### Point labeling examples
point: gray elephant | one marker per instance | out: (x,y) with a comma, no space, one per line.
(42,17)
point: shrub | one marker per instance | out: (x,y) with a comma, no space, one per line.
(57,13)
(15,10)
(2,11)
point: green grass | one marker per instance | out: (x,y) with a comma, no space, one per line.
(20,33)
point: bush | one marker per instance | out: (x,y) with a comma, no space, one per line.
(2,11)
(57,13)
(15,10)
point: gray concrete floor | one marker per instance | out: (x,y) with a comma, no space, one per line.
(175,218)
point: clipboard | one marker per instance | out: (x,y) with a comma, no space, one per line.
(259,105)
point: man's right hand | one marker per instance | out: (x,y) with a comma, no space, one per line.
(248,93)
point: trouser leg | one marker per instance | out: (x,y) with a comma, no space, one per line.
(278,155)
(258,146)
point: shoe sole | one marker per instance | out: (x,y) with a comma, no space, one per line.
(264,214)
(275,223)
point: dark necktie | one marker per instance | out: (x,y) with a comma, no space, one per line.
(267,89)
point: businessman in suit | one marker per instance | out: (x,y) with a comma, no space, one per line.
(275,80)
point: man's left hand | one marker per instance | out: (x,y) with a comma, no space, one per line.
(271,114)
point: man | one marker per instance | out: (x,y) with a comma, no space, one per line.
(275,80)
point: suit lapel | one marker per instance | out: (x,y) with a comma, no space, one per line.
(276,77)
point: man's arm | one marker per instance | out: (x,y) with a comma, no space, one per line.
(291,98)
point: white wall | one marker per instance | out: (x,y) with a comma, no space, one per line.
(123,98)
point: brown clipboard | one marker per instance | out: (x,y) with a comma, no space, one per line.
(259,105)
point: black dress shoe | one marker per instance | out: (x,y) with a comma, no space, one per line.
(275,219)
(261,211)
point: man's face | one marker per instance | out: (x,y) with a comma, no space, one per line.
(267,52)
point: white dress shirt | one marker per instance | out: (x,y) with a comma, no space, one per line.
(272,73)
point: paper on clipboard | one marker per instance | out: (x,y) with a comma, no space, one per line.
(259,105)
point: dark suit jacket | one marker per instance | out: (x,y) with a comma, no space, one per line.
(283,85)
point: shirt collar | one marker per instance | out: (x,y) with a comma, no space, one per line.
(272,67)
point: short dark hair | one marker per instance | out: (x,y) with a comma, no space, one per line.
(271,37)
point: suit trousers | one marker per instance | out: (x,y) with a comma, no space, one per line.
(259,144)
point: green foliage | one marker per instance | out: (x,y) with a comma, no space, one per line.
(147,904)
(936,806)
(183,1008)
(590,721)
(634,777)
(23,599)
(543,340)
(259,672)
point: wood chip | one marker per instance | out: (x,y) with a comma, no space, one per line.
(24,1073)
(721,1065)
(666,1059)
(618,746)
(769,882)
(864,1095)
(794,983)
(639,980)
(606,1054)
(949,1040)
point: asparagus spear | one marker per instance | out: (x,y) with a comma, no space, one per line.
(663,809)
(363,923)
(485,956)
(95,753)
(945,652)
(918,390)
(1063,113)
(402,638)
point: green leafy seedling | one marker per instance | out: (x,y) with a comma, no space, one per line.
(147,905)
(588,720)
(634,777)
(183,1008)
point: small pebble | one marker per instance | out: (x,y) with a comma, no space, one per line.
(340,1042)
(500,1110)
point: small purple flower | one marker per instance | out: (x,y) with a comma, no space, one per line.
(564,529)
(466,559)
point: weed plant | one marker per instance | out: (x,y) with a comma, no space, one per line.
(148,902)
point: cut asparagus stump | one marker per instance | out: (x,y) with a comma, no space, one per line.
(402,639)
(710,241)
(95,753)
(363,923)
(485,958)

### TO DO
Write down every line of the data exactly as it appears above.

### TASK RESULT
point: gray elephant | one marker per instance | out: (x,y) with a comma, no space, one per line.
(42,17)
point: shrub | one marker per instance | out: (x,y) with a comma, no space, one per line.
(57,13)
(15,10)
(2,11)
point: green grass | one marker per instance | out: (x,y) with a comma, no space, one per line.
(20,33)
point: bush | one marker per instance | out: (x,y) with a comma, no space, one per line.
(2,11)
(57,13)
(15,10)
point: gray concrete floor | one marker per instance | out: (x,y) with a comma, no space, one per line.
(175,218)
point: clipboard | one marker per instance | out: (x,y) with a comma, no space, one per line.
(259,105)
point: man's right hand | one marker per instance | out: (x,y) with a comma, no space, one per line.
(248,93)
point: trouser leg | one marker per instance | out: (x,y) with a comma, no space, one per line.
(278,155)
(258,146)
point: shoe sole | one marker per instance | out: (x,y) with a comma, no space, one per line.
(264,214)
(275,223)
point: dark necktie | one marker per instance | out: (x,y) with a comma, no space, one per line.
(267,89)
point: businessman in suit | one marker per instance | out: (x,y) with a comma, no space, one per line.
(275,80)
point: man's left hand | one marker per instance | out: (x,y) with a comma, no space, one per line.
(271,114)
point: man | one marker per instance | out: (x,y) with a comma, no space, one per line.
(275,80)
point: suit lapel | one marker per instance | out: (x,y) with a comma, no space, one per line.
(276,77)
point: man's arm | one marker per instance | out: (x,y) with a comma, no space, one per line.
(291,98)
point: white wall | one marker per instance | out: (x,y) with a comma, no space, one per line.
(123,98)
point: brown clipboard | one marker per instance | out: (x,y) with a comma, no space, one per line.
(259,105)
point: black dress shoe | one marker per instance | out: (x,y) with a comma, no space, one per line.
(275,219)
(261,211)
point: man's face | one marker per instance | out: (x,y) with a comma, no space, one per line.
(267,52)
point: white dress shirt | one marker per instance | out: (x,y) with a comma, no space, one per line.
(272,73)
point: paper on clipboard | one marker per instance | out: (x,y) with a comma, no space, one per line.
(259,105)
point: dark suit jacket | one marker per instance | out: (x,y) with a comma, no space, one per line.
(283,85)
point: shirt collar | one marker per instance | out: (x,y) with a comma, no space, one per line.
(272,67)
point: short dark hair | one marker per instance | out: (x,y) with a comma, no space, one per line.
(271,37)
point: suit trousers | one marker per instance | out: (x,y) with a comma, no space, one per line.
(259,144)
point: green foliage | one marker per instance | out: (x,y) with a comma, no space, one per line.
(147,904)
(936,806)
(183,1008)
(590,721)
(634,777)
(23,599)
(543,340)
(259,672)
point: wood chip | one marker per instance | out: (x,y) with a comma, no space, one per line.
(24,1073)
(721,1065)
(666,1059)
(618,746)
(769,882)
(864,1095)
(794,983)
(639,980)
(606,1054)
(949,1040)
point: asparagus spear | one marker per instance | out: (x,y) with a comma, no space, one per line.
(663,809)
(363,923)
(485,956)
(95,753)
(945,652)
(918,390)
(1063,113)
(402,638)
point: green leafy seedling | one marker per instance | out: (x,y) with a comma, no space, one per line.
(147,905)
(588,720)
(634,777)
(183,1008)
point: small pebble | one marker per instance | out: (x,y) with a comma, no space, one per line.
(340,1042)
(500,1110)
point: small purple flower | one marker per instance | out: (x,y) with a comma, no space, one per line.
(564,529)
(466,559)
point: weed plant | one marker per instance | out: (x,y) with a comma, no space, one per line.
(148,902)
point: cut asparagus stump | one marker per instance | out: (x,y) with a comma, no space, one per line.
(402,639)
(710,241)
(95,753)
(363,923)
(485,958)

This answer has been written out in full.